Fragmento propuesto.

En un ensayo gandallón, Cioran se pitorrea de la obsesión que tienen ciertos pueblos por explicar su origen y sus rasgos esenciales. “No se imagina fácilmente a un inglés preguntándose si Inglaterra tiene sentido o no, o asignándole, con fuerza, una retórica, una misión: sabe que es inglés y eso le basta. La evolución de su país no comporta ninguna interrogación esencial”. Los puerquitos del rumano son Rusia (“para Dostoyewsky, Rusia, lejos de ser un problema local, es un problema universal, del mismo modo que la existencia de Dios”) y España (“la decadencia es, en España, un concepto corriente, nacional, un cliché, una divisa oficial”). Herederos directos del imperio peninsular, los países hispanoparlantes de América no pueden eludir este cuestionamiento y llevan los por qués de los nacionalismos y las almas de los pueblos a temas tan de chaviza como el rock. En México, el debate alcanza proporciones entre políticas, filosóficas y hasta de revindicación interracial.
Para qué seguir reciclando la discusión de si el rock debe escucharse solamente en inglés o si se vale su versión en castizo; si vale el apunte, debe decirse que esta exquisitez surgió para distinguir un rock real, grasoso y bien fermentado, de origen netamente anglosajón, de los productos aguachentitos que creaba la -desde entonces- gazmoña televisión mexicana , entiéndase: los Teen Tops, los Locos del Ritmo, etc.; que traducían los hits gringos a versiones bien portadas, y que sin embargo alimentaron la rockafilia del país y de toda la América hispanoparlante.

Registros de datos.
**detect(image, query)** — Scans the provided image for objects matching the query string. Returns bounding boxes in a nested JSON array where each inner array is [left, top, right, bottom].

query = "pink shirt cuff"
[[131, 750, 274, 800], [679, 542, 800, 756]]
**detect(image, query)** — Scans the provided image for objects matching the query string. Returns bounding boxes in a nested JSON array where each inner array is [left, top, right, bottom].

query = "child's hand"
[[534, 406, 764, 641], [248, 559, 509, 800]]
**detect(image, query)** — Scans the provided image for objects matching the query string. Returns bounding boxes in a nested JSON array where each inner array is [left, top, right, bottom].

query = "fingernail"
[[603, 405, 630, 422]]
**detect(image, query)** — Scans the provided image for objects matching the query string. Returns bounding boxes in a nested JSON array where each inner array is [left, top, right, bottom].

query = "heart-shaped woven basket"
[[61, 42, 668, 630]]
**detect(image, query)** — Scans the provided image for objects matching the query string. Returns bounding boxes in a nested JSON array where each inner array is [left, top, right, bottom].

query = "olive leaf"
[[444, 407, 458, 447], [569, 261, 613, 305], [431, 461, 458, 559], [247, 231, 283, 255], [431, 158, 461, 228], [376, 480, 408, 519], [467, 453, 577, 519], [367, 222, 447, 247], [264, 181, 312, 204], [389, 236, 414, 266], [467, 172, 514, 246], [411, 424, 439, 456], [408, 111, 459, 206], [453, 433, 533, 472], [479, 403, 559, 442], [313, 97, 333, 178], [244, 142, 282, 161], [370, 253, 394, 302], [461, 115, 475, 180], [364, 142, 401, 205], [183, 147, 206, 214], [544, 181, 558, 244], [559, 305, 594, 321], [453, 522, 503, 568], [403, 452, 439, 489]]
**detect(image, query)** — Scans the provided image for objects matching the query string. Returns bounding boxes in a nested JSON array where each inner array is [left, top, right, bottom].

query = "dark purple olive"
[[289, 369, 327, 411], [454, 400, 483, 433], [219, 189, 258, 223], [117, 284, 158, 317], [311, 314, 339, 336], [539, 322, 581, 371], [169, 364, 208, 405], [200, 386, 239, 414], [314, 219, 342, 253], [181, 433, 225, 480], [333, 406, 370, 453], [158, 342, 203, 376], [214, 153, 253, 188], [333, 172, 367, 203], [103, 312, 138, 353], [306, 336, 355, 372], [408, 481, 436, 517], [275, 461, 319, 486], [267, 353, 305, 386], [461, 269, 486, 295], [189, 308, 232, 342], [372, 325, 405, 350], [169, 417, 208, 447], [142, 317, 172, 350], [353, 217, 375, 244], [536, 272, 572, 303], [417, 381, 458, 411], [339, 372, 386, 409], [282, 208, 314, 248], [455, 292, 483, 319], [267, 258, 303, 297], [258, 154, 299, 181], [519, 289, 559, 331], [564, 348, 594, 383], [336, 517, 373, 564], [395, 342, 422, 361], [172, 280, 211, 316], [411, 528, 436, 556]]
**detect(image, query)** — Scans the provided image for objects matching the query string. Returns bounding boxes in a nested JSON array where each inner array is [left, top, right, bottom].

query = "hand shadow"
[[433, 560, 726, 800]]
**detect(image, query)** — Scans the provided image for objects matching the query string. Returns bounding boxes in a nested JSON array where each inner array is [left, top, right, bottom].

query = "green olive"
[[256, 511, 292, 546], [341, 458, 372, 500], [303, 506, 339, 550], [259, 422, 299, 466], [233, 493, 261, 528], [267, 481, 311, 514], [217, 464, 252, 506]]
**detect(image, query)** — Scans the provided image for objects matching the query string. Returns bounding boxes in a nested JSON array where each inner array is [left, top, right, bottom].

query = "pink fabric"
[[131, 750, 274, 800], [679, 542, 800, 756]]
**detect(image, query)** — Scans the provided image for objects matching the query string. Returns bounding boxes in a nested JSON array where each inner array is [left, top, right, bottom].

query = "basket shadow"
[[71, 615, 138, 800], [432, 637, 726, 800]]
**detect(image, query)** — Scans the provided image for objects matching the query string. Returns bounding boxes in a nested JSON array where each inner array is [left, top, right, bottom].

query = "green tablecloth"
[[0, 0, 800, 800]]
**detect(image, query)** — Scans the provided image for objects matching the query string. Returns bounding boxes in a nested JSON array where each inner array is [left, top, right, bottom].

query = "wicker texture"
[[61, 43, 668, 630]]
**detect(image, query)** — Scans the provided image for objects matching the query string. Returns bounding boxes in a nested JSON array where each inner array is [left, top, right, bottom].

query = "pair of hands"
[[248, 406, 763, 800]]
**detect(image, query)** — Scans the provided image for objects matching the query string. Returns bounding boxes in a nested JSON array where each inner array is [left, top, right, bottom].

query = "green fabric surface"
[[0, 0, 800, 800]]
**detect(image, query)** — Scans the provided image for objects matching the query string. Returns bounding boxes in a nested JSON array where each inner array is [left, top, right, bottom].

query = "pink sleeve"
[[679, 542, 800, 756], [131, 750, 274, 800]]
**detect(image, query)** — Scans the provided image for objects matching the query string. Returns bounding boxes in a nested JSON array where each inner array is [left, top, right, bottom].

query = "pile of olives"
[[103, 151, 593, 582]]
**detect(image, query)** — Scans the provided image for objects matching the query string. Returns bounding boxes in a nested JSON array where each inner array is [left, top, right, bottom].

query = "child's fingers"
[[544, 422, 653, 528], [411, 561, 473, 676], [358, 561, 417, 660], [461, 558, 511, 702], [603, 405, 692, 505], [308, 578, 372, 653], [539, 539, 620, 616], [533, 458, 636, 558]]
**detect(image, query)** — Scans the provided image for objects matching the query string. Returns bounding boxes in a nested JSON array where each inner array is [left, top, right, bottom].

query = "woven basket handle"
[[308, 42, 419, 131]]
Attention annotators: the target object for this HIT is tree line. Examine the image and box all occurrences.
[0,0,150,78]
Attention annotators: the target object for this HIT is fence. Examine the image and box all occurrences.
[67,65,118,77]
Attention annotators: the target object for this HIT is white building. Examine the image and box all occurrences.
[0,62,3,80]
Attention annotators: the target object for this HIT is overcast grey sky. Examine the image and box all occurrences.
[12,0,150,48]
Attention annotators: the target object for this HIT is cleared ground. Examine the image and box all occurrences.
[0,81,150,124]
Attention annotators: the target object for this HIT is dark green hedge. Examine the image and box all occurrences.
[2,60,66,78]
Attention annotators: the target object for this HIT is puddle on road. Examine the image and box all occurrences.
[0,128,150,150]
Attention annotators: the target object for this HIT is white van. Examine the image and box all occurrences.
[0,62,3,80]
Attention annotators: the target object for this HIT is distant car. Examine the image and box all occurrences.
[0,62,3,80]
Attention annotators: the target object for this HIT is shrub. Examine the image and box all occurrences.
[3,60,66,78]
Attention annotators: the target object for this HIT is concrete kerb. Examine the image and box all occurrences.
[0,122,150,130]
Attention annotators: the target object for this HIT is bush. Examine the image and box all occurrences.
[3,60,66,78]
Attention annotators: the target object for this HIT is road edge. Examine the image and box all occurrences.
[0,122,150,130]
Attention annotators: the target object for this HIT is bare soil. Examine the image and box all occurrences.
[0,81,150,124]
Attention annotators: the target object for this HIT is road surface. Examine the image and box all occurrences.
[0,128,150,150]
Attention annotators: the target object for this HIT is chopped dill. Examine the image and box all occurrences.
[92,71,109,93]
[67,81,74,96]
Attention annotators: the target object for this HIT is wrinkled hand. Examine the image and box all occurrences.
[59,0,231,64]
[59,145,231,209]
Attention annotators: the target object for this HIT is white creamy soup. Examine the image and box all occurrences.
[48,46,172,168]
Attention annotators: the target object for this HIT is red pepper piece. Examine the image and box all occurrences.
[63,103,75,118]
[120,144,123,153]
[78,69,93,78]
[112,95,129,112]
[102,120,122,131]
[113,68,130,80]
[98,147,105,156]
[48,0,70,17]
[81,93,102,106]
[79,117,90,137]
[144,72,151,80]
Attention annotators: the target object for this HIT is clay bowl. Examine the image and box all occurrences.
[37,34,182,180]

Ejercicio propuesto 1.
Responde según el fragmento sobre el rock en México:
(a) ¿Qué dos países son, según el fragmento, los blancos de la burla de Cioran?
(b) ¿Qué concepto es en España, de acuerdo con la cita de Cioran, "un cliché, una divisa oficial"?
(c) ¿Qué dos grupos se nombran como ejemplos de los que traducían los hits gringos a versiones bien portadas?
Ejercicio propuesto 2.
Prolonga con un párrafo el fragmento sobre el rock en México, a partir de su última oración.
Los registros provienen de una fuente distinta.

Solución 1.
(a) Rusia y España.
(b) La decadencia.
(c) Los Teen Tops y los Locos del Ritmo.

Solución 2.
La ecuación entre un rock real -en inglés- y otro blandengue -en español- impidió que por mucho tiempo se crearan en México propuestas en nuestro idioma; en consecuencia, poco decían las letras de una identidad mexicana. Ésta llegó – y desde entonces se ha mantenido así – desde la parodia, lo que ha generado un uso lúdico del lenguaje que en sus mejores momentos llega a hallazgos poéticos y, en los peores, a chistes payasos que mueren al mismo momento de enunciarse.
La experiencia empieza siendo tan fársica como intelectualizada. En 1965 surge la banda Los Tepetatles, que desde su promoción se anuncian como Los Beatles mexicanos. Lo encabeza el director de cine Alfonso Arau, en la música están Marco Polo Tena, Julián Bert, Marco Antonio Lizama, y José Luis Martínez, el escritor Carlos Monsiváis le hace a la composición y Vicente Rojo y José Luis Cuevas participan en el arte visual. El grupo tenía más de performance cómico que de grupo auténtico. Y sin embargo, en sus letras ya anticipan las estrategias del rock mexicano en español: de pronto crónicas de costumbre, como en “El peatón estaba muerto y el semáforo lloraba”, o “Zona Rosa”, o la fusión de lo autóctono con lo pop en “Tlalocman” o “Teotihuacán a go-gó” y hasta la paráfrasis kitsch de la educación sentimental paya, vía el “Rockturno” que plagia el “Nocturno a Rosario” de Manuel Acuña junto con el estribillo “Llora mi vate, llora de amor” composición tan esforzada que seguro sacó las primeras canas de Monsi. Los Tepletatles sacaron un disco que ahora es de culto, con rolas simpáticas, pero queda claro su carácter satírico que apenas les permite ser una curiosidad.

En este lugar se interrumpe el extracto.